____ Source passage

So begins John Steinbeck‘s The Grapes of Wrath, the winner of the Pulitzer Prize for the Novel in 1940.  With Grapes, I take on what is probably the most well-regarded novel in Pulitzer’s pantheon—the book that, more than any other recipient of the honor (with apologies to Edith Wharton and Harper Lee), has the status of “classic American novel” across almost every demographic.  Well-regarded by critics and lay readers, praised by grad students and by 11th graders (at least on occasion), its title is instantly recognizable to most of the reading public, and if Americans were asked to list novels they know are supposed to be “great” or “important”, I have no trouble believing that Grapes would make the top ten.  Its popularity is not universal, of course, but no book can make that claim.  Still, its public esteem towers above most of its Pulitzer brothers and sisters—forgotten novels that survive now only on dusty library shelves and in the hands of well-intentioned if mediocre bloggers—as a name that does the prize credit.  Like Babe Ruth or Nadia Comenici, we can argue about whether it remains the very best of its peers, but we are sure that no list of the “greatest” would be accurate if it is excluded.  This is pretty lofty praise, I know, but I think it’s worth acknowledging that I’m approaching a book with a daunting reputation—one of the few books on the list where I feel as though, if I review it negatively, my comments will reflect more badly on me than they will on the book, whose fame will more than defend it.  This is not to say I won’t be honest about it!  But it does give pause.

English: (1885-1978) US journalist Source: htt...

Seriously, Anna Louise Strong is fascinating—agree with her or not (and I often don’t), reading her work made me think, which is one of my highest compliments. (Photo credit: Wikipedia)

________
____ Raw data

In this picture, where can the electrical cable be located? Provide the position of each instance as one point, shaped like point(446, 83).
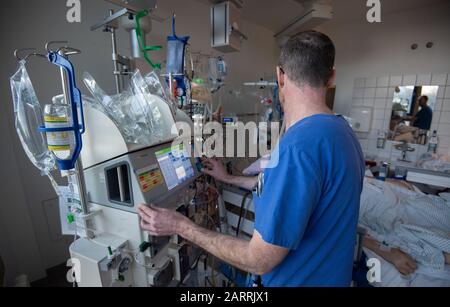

________

• **Short exercise 1**
Change "fascinating" to "captivating" in the part of the Grapes of Wrath review that opens with the words containing "English: (1885-1978) US" and closes with "(Photo credit: Wikipedia)", and give that part again.
• **Short exercise 2**
Please go on with the Grapes of Wrath review from the point where it stops.
These lines have nothing to do with the Grapes of Wrath review.

• **Exercise output 1**
English: (1885-1978) US journalist Source: htt...

Seriously, Anna Louise Strong is captivating—agree with her or not (and I often don’t), reading her work made me think, which is one of my highest compliments. (Photo credit: Wikipedia)

• **Exercise output 2**
My history with Steinbeck is limited to having taught Of Mice and Men once (and loving it), and having done a little reading of excerpts here and there—otherwise I know him more by his reputation than by anything else.  I’ve never even tried to read The Grapes of Wrath, nor have I seen the film (though I’ve seen still photographs of a young Henry Fonda often enough that, like it or not, he’s Tom Joad for me).  The closest I’ve ever come to reading it was during a project I worked on at the University of Washington—when combing through the letters of Anna Louise Strong, a famous socialist/communist writer, I found, read, and scanned her letters to Eleanor Roosevelt (who, it must be said, seemed to enjoy sparring with Strong, but wasn’t terribly receptive to her more radical leanings).  In a letter written in April of 1939, she talks about her travels with John Steinbeck in California, and implores Eleanor to read his “tremendous novel,” The Grapes of Wrath, which has just come out.  Roosevelt read the book, called it “an unforgettable experience”, and became one of Steinbeck’s staunchest defenders against public criticism about the political implications of his work.  I was intrigued by this exchange—and by Strong, a fascinating woman whose memoirs are well worth the read…not many people were close with both Trotsky and Mao, and her stories about traveling in the Soviet Union right after the Revolution are really spell-binding—but never got as far as picking up a copy.  I don’t know what slowed me down…maybe I just got distracted?

Anyway, I’ve read the first two chapters, and so far I’m loving it.  Steinbeck has an incredible eye for detail—most of the time, when I read, the opening chapters irritate me as authors stumble again and again over little errors.  Trains disappear behind hills that couldn’t possibly be there if the landscape was accurately described; trees in the wind suddenly behave like cartoon caricatures rather than looking like trees actually do in a storm; etc.  But Steinbeck has really beautiful command of almost every detail, capturing the little gestures and tics that make humans real, and describing them with economy and skill.  Joad’s character is really well-formed from almost the moment he speaks: the interactions with the truck driver ring almost perfectly true, and the language captures the feel and sound of Oklahoma farmers and truck drivers without resorting to the sloppy, slangy dialect that most other American novelists of the period seemed to think was de rigeur.  Obviously at this early stage I can’t anticipate much of where the story’s going, but I like how fully he immerses me in the world from the beginning.  As much as I loved Now in November, and I truly did love that book, the maturity of Steinbeck’s prose is signalling to me already that this book will depict the grim reality of the Dust Bowl and the Great Depression in a way that Josephine Johnson’s novel couldn’t do as well.  If I’m right, this is going to be a really wonderful reading experience, and I’m looking forward to a book for the first time in a little while, which is nice.

This isn’t to say that it’ll be all roses for Steinbeck.  I’m a little concerned about the pacing of the story, and whether or not he’ll try too hard to take in the big epic generalities that he does in the first chapter (which is often great reading, but feels a little remote—I’d rather stick with the Joads, I think, if it’s all the same to him).  And I know that I’ll have to talk about gender—a criticism I’ve levied against Mice and Men (a book I otherwise really dig) and which I can already tell will be at least partly applicable to Grapes.  I’ve started well and then faded fast before, too, so I’ll keep an eye out for that…for now, it’s onward into Oklahoma in the 1930s, and one of the book’s most celebrated moments, involving a reptile of the order Testudines.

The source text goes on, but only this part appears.